Из писем прапорщика-артиллериста — Цитаты

«Из писем прапорщика-артиллериста» — книга философа и историка Фёдора Августовича Степуна, впервые изданная в 1918 году как «Записки прапорщика-артиллериста». Составлена из его военных писем. Во 2-м издании 1926 года переименована.

Цитаты

1914 год

Странная и совсем непонятная вещь война. Мы готовимся к выступлению, а временами кажется, что организуется пикник. Вчера офицер, заведующий у нас в батарее хозяйством, ездил в город и закупил разных вещей для похода: чайник, сахарницу, ножи, вилки, кружки… Привез все — радуется, — хорошее все, новое, блестящее, практичное… Он радуется, и мы радуемся. Для чего все это — мы знаем, но зная — не понимаем, и силясь понять — понять не можем.
Страшнее той смерти, которую сеет война в материальном мире, та жизнь, которую она порождает в сознании почти всех без исключения людей. Грандиознейшие миры упорнейшей лжи возвышаются ныне в головах всех и каждого. Все самое злое, грешное и смрадное, запрещаемое элементарною совестью в отношении одного человека к другому, является ныне правдою и геройством в отношении одного народа к другому. Каждая сторона беспамятно предает проклятию и отрицанию все великое, что некогда было создано духом и гением враждующей с нею стороны.
Безумно мечтать о победе над страной, в которой есть Сибирь и Байкал…
Приехали во Львов. Прекрасный город. От многих слыхал, что он напоминает Киев. Из того, что я видел, он роднее всего Варшаве. Пробыли мы в нем только одну ночь. Расположен он на больших холмах; улицы кривые и путаные. Много роскошных зданий, есть и старина. Во Львове мы впервые вошли в общение с холерой, с которой теперь уже ни на час не расстаемся, но к которой окончательно привыкли. Черные бараки, известковые крапления, надписи «Epidemiespital», «Eintritt verboten», и кресты над дверьми домов, где австрийцы помещали своих холерных больных, нас уже совершенно не смущают.
Говорят, что война родит героев, жаждущих славы ратного подвига, смерти врага и смертной опасности. Вероятно, это так. хотя определенно сказать не могу: на войне я еще не был и пока видел только георгиевских кавалеров, а не героев. Но кого война родит в бесконечном количестве, что мне уже и сейчас видно, это призванных и не призванных поэтов обыденщины, певцов серо-мещанской, буржуазной жизни.

> [Исходные данные]
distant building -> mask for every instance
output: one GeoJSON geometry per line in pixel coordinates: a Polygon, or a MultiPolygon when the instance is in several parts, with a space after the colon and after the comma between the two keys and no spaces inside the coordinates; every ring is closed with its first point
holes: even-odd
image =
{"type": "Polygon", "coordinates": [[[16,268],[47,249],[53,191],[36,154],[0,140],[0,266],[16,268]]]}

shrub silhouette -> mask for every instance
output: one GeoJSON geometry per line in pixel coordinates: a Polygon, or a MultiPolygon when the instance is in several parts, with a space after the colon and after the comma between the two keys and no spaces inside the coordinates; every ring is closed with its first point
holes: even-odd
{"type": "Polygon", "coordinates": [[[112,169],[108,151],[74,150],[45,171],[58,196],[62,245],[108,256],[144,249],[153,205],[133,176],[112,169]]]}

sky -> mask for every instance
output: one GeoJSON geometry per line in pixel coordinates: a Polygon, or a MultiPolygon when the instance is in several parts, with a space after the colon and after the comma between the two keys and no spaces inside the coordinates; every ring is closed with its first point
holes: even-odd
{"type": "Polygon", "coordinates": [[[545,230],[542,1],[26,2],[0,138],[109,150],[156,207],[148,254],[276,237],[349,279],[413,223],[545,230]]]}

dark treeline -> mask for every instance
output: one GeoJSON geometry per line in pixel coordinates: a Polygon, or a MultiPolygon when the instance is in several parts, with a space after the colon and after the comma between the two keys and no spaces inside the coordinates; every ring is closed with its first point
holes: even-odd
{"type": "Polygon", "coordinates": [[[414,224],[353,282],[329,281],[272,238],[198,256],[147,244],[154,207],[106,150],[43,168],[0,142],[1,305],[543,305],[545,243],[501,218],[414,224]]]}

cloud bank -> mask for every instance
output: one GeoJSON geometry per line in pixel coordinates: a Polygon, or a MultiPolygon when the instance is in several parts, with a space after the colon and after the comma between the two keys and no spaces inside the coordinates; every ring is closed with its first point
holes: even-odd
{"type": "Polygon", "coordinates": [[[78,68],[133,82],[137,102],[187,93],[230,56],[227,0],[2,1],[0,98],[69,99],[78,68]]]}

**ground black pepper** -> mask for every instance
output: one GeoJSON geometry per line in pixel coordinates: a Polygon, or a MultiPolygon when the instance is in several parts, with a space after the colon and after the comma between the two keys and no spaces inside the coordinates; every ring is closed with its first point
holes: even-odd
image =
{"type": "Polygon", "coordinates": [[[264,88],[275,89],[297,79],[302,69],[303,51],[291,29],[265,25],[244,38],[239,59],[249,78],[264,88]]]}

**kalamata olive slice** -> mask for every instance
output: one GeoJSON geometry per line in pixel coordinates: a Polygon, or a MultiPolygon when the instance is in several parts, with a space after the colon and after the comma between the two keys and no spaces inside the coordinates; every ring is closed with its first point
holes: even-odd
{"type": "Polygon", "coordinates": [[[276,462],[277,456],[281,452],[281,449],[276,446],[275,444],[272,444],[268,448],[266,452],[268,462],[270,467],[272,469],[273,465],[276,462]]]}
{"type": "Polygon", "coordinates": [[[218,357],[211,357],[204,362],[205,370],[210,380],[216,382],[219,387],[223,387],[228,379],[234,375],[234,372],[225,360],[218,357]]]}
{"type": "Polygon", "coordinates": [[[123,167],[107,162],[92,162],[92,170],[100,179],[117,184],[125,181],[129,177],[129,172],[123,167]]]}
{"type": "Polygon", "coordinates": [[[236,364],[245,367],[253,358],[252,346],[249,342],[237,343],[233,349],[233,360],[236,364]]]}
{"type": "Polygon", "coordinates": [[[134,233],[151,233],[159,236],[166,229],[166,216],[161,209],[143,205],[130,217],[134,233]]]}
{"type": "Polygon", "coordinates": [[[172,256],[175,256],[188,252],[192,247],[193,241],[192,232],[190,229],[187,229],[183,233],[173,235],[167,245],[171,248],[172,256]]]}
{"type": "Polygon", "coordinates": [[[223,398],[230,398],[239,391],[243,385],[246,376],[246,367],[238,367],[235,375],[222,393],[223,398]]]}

> [Что сделать]
1 > Согласно странице о письмах прапорщика-артиллериста, в каком году вышло издание, в котором книгу переименовали?
2 > Перепечатайте фрагмент страницы о письмах прапорщика-артиллериста, начиная со слов «Страшнее той смерти, которую» и далее вплоть до слов «с нею стороны.».
3 > Продолжите текст страницы о письмах прапорщика-артиллериста, начав сразу после последнего приведённого на ней предложения.
Листинг к этой работе отношения не имеет.

> [Ответы по заданиям]
1 > В 1926 году.

2 >
Страшнее той смерти, которую сеет война в материальном мире, та жизнь, которую она порождает в сознании почти всех без исключения людей. Грандиознейшие миры упорнейшей лжи возвышаются ныне в головах всех и каждого. Все самое злое, грешное и смрадное, запрещаемое элементарною совестью в отношении одного человека к другому, является ныне правдою и геройством в отношении одного народа к другому. Каждая сторона беспамятно предает проклятию и отрицанию все великое, что некогда было создано духом и гением враждующей с нею стороны.

3 >
…я знаю, что с чувством Нового года в душе нельзя стареть и невозможно умирать. Им опозорится старость и обессмыслится смерть. Сейчас здесь я понимаю это гораздо глубже и отчетливее, чем понимал раньше. И это постижение полно для меня глубокой скорби и резиньяции. Новый год единственный совсем не религиозный, а если хочешь, чисто философский праздник. В нем нет прославления какого-либо метафизического события. Новый год трансцендентален: в нем утверждается всего только касание формы времени с бесформенной вечностью.

1915 год

Ты понимаешь — мой лик это моя эпоха, мои тридцать лет, моя любовь, моя судьба, то есть, весь я, я, как форма вечности. Вечность во мне хочет освободиться от формы моего я. Но я маловерен. Тоскуя по вечности, я одновременно люблю себя, боюсь уничтожиться в ней, и в этой любви и боязни подменяю вечность дурной бесконечностью: хочу не смерти в безликом, а жизни в другом облике. Хочу другого себя, другой любви, другой судьбы.
Ты не можешь себе представить, какая громадная разница в переживании шрапнели и пули. Шрапнель — вещь вполне рыцарская. Устремляясь на тебя, она уже издали оповещает свистом о своем приближении, давая тем самым в твое распоряжение по крайней мере секунду, чтобы подготовиться и достойно встретить ее; да и ранит она тоже с благородной небрежностью, всего только одной или несколькими из своих двухсот пуль. В ней столько же фейерверочной праздности, столько смертоносной действительности. Совсем не то ружейная пуля, вся энергия которой направлена на зло поранений и убийства. Она не слышна издали, когда она слышна, она уже не опасна: ее свист, ее разрыв — всегда жалоба на зря, без зла загубленную силу.
Самое поражающее в войне то, что решительно никто никого не ненавидит. (Я говорю, понятно, о постоянном настроении, а не о моментах остервенения в пехотных атаках и штыковой борьбе). Убивают друг друга или в неведении того, что творят, или так, по чувству спортивного соревнования. Ненависть же к врагу реально чувствуют лишь в тылу: корреспонденты газет, для которых она хлеб насущный, мечтательные гимназистки и институтки, добровольцы, не побывавшие на фронте, ренегаты из русских немцев, бойкотирующие немецкие фирмы, и все те, которые в войне и немцах нашли причину и выход своим беспричинным и безвыходным лично-корыстным страданиям и немощам.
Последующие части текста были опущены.